Reproduce the rows from the line containing "foliage appears on the display." through the last row, including both ends and the requests. Offset every bounding-box coordinate in the answers by adding 139.

Detection annotation records:

_ _ _ _ _ _ _

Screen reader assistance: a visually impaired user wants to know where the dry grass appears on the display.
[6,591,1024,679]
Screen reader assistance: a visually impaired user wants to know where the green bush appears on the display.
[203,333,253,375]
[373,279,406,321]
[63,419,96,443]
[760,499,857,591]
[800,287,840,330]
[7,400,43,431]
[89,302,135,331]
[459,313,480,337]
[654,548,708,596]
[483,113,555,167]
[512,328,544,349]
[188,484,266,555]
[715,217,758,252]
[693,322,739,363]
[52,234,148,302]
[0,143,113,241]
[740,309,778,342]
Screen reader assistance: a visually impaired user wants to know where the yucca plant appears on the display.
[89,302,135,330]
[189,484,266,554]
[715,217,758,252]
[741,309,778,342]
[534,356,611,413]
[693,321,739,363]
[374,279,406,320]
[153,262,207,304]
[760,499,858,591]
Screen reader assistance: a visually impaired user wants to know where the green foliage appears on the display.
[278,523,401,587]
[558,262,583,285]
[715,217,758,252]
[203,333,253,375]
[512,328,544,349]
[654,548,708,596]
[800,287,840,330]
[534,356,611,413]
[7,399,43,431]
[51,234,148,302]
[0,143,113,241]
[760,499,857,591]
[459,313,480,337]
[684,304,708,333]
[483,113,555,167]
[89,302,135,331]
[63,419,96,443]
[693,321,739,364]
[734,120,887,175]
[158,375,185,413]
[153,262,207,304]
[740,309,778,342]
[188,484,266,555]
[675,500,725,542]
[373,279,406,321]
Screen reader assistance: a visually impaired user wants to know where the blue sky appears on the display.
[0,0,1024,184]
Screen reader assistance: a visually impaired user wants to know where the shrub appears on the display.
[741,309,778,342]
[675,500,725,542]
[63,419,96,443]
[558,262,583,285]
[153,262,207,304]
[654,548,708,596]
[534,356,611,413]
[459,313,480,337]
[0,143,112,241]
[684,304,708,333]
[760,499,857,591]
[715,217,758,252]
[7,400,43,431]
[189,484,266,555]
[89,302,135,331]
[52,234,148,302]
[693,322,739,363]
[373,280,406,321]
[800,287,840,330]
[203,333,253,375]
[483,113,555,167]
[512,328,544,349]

_ _ _ _ _ _ _

EXERCISE ANSWER:
Screen reader assistance: a visually impaired user wants to know where the green foliage appears on the display.
[417,662,540,726]
[697,401,722,424]
[854,356,897,391]
[342,472,392,514]
[651,467,683,488]
[793,687,847,735]
[939,426,979,469]
[673,495,750,552]
[146,538,182,570]
[190,373,287,441]
[139,282,252,380]
[899,638,996,730]
[598,452,619,476]
[823,443,847,472]
[622,252,694,306]
[228,441,274,470]
[202,558,235,582]
[832,460,878,503]
[873,259,1026,314]
[297,514,324,552]
[292,401,346,443]
[879,448,917,481]
[327,623,405,694]
[814,639,864,681]
[512,418,545,460]
Screen reader assistance: a visually impaired user wants to know where the blue sky appears on the display.
[139,139,1163,323]
Screen reader assistance: a visually impaired user wants to know where the shrub appears on the display.
[880,448,917,481]
[814,639,864,681]
[202,558,235,582]
[697,401,722,424]
[292,401,346,443]
[793,687,847,735]
[673,495,750,552]
[598,452,619,476]
[139,282,251,380]
[823,443,847,472]
[899,638,996,730]
[854,356,897,391]
[146,539,182,570]
[328,623,405,694]
[228,441,274,470]
[191,373,287,441]
[832,461,878,502]
[512,419,545,460]
[939,426,979,469]
[342,472,392,514]
[622,252,694,306]
[651,467,683,488]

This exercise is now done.